# REQUIRED TASK
Please count the lines in the rows below that contain the string "shrub" and reply with that number alone.

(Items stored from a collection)
[BEGIN]

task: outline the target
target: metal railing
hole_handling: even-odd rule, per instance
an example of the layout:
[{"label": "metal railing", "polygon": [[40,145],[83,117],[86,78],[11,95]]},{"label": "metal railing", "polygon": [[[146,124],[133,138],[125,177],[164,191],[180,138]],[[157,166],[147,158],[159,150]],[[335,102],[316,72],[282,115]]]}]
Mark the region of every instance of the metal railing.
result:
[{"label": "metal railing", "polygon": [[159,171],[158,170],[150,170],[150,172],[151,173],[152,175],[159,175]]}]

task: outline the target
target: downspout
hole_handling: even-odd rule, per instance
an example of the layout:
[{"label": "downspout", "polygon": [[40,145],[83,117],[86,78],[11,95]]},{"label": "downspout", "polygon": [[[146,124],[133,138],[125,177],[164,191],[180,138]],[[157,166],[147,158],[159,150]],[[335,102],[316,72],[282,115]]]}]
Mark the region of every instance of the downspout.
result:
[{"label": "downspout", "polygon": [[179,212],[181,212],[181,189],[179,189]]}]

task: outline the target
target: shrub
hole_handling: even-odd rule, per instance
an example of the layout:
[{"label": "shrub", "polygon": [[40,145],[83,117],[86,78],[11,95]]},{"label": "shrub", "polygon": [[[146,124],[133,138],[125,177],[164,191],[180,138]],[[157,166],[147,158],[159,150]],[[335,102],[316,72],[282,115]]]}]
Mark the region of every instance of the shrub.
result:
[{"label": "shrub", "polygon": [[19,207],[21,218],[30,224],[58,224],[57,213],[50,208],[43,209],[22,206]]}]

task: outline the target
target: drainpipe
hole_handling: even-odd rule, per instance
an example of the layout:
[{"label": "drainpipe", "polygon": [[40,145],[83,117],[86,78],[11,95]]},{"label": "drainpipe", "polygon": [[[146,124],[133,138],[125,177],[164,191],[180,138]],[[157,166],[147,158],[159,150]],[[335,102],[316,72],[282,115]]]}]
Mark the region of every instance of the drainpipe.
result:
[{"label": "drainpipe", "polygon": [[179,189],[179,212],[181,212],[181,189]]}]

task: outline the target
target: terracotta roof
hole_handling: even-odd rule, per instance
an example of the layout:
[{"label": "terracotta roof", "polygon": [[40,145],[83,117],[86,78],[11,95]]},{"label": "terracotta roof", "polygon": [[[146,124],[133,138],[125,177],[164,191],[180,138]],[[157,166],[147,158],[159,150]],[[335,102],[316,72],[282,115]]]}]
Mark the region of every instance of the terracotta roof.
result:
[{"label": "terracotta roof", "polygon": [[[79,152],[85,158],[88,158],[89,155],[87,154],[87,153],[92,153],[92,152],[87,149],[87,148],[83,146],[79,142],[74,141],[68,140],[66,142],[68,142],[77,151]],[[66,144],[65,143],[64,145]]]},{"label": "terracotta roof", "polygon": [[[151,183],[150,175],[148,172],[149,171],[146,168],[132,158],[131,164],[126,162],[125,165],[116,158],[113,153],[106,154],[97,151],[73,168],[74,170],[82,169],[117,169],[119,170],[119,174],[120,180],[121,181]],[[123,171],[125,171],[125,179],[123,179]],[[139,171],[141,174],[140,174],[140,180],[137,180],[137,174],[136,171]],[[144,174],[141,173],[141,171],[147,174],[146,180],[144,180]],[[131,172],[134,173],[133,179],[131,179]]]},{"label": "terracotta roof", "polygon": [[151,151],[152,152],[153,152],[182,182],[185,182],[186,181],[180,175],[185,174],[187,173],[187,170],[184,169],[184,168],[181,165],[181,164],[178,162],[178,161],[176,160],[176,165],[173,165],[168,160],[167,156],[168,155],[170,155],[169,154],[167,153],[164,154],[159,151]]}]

[END]

# SOLUTION
4